Directive: Reproduce the material below verbatim, line for line, and omit the pictures from your reproduction.

* Start *

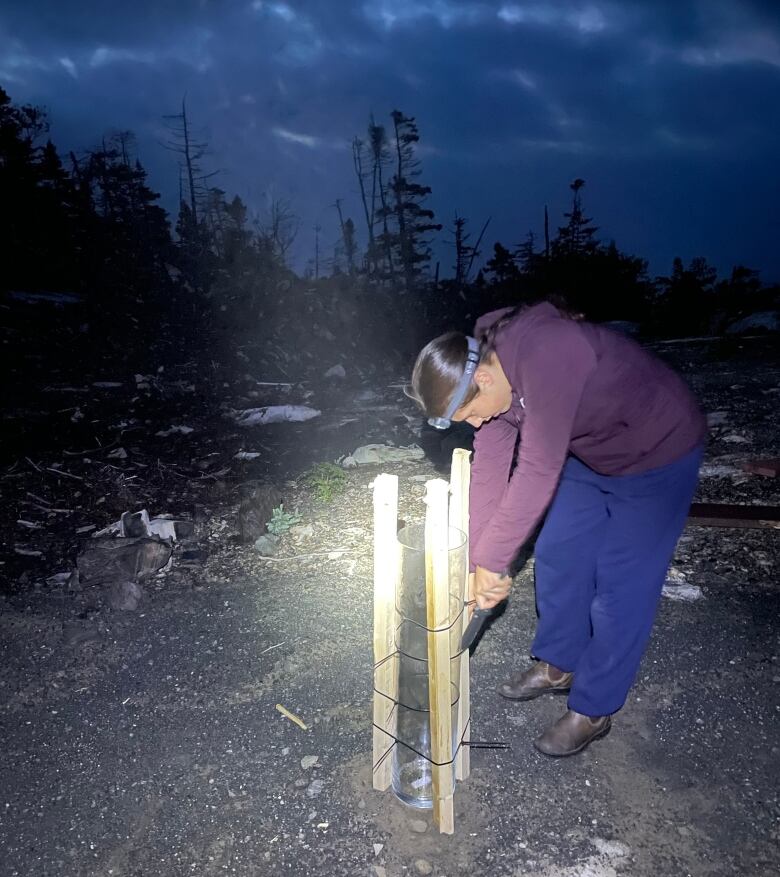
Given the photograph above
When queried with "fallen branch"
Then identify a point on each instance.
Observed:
(61, 472)
(341, 551)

* End *

Output of the exercise:
Given the photograph above
When queried with "fallen branch"
Then identify a point on each instance.
Observed:
(61, 472)
(341, 551)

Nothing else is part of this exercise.